Stated exercise
Transcribe the entries that follow, word for word.

========================

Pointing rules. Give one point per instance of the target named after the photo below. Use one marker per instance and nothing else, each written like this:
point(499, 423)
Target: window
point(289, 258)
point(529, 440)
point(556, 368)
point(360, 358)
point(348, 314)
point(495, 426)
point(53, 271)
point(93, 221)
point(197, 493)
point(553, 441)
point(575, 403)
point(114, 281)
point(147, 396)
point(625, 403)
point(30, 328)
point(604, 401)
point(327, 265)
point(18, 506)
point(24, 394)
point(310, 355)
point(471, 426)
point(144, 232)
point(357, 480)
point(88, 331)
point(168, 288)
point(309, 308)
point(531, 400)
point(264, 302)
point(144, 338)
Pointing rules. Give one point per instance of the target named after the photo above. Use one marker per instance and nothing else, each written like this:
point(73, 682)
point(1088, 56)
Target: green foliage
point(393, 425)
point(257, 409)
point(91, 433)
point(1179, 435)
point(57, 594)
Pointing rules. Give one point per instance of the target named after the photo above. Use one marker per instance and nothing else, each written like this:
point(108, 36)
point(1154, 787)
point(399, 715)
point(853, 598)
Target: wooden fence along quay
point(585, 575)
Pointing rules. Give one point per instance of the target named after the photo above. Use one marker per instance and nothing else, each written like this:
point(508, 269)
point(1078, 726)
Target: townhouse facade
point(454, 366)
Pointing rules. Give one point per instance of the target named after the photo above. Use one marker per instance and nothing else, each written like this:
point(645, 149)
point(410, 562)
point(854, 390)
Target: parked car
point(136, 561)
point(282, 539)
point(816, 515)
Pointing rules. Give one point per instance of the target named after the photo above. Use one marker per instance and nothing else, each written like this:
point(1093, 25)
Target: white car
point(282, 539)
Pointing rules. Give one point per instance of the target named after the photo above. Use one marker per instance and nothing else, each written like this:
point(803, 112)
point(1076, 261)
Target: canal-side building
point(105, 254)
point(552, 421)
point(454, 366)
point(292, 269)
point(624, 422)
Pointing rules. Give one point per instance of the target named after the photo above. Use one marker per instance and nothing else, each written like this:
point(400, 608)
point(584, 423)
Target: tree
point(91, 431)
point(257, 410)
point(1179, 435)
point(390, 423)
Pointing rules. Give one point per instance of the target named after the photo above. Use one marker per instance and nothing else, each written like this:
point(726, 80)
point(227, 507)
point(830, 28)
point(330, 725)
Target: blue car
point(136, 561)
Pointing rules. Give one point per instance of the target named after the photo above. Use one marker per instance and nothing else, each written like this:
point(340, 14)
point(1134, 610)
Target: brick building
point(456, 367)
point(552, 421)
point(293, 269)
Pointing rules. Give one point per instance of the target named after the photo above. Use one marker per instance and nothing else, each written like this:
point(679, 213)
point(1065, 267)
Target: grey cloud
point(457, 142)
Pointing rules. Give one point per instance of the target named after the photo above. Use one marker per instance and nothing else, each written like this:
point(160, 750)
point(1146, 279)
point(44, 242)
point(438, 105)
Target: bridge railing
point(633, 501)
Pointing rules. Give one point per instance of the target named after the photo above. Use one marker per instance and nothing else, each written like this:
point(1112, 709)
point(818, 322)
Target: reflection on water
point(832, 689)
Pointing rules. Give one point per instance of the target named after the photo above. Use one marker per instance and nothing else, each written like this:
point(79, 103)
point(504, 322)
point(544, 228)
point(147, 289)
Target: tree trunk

========================

Solution to this problem
Pointing rules. Give one point per instance of the target named after the photo below. Use one marker per instance and nothing else, each written like this:
point(499, 423)
Target: window
point(289, 258)
point(529, 440)
point(556, 368)
point(360, 358)
point(348, 314)
point(495, 426)
point(53, 271)
point(93, 221)
point(197, 493)
point(553, 441)
point(575, 403)
point(114, 281)
point(147, 396)
point(625, 403)
point(30, 328)
point(604, 401)
point(327, 265)
point(18, 506)
point(24, 394)
point(310, 355)
point(471, 426)
point(144, 232)
point(357, 480)
point(88, 331)
point(168, 288)
point(309, 308)
point(531, 400)
point(264, 302)
point(144, 338)
Pointing rules. Give one point per instance of the target named after the photo above. Use one marker per instance and nothing else, each written like this:
point(73, 682)
point(1088, 56)
Target: green foliage
point(393, 425)
point(257, 409)
point(91, 433)
point(1179, 435)
point(57, 594)
Pointing rules. Give one point per instance of the target named after the photo above. Use one marker per instance and nothing else, each written like this:
point(108, 36)
point(1154, 787)
point(399, 715)
point(853, 598)
Target: wooden fence along quay
point(585, 575)
Pointing rules. Give one point per instance of the target named after the photo above. Use one marker per instance and nothing else, each written like this:
point(508, 269)
point(1078, 726)
Target: townhouse facade
point(454, 366)
Pointing rules. Give one point per instance of the target named after the photo above. Use one marker per instance and nothing else, each written like this:
point(645, 149)
point(410, 562)
point(854, 390)
Target: parked car
point(136, 561)
point(282, 539)
point(816, 515)
Pointing rules. Give one point per instance of the target named after the photo above. Use one marker per instance and nothing else, each written like this:
point(1093, 25)
Target: white car
point(282, 539)
Pointing rules. Give one point per instance of the target named after the photo above. Use one marker per instance and nothing else, each written like this:
point(803, 112)
point(1076, 261)
Target: canal-side building
point(105, 254)
point(552, 421)
point(454, 366)
point(292, 269)
point(624, 422)
Pointing rules. Give one point per instance of the target named after the photo above. Use one marker per instance and nothing else, each written like this:
point(400, 608)
point(584, 423)
Target: tree
point(91, 431)
point(257, 410)
point(1179, 435)
point(390, 423)
Pointing rules. Give one point per instance of the target named after the photo above. Use one marker per instance and nothing else, each written like this:
point(726, 80)
point(227, 507)
point(830, 28)
point(330, 725)
Target: blue car
point(136, 561)
Pointing rules. Give one point per instance of the target named after the photo above. Use one marker per instance and nothing else, each written like this:
point(340, 14)
point(1134, 610)
Target: brick building
point(456, 367)
point(552, 421)
point(293, 269)
Pointing rules. Give one point per instance of the target named after the photo above. Use one marker per instance and nothing else, each written like this:
point(679, 213)
point(1065, 267)
Target: grey cloud
point(457, 142)
Pointing rules. Give one point per instance of the target named after the photo above. Use one marker per instance and nothing else, each written like this:
point(160, 750)
point(1146, 279)
point(44, 242)
point(438, 105)
Target: bridge railing
point(633, 501)
Pointing rules. Give one point per instance of the target named after the photo above. Use one marker per instance and nothing else, each written like this:
point(1112, 709)
point(818, 322)
Target: reflection on water
point(832, 689)
Pointing rules. Give one point per instance of the target named after the photo above. Use one marker per instance and nothing else, each written like this:
point(79, 103)
point(504, 322)
point(544, 228)
point(147, 289)
Target: tree trunk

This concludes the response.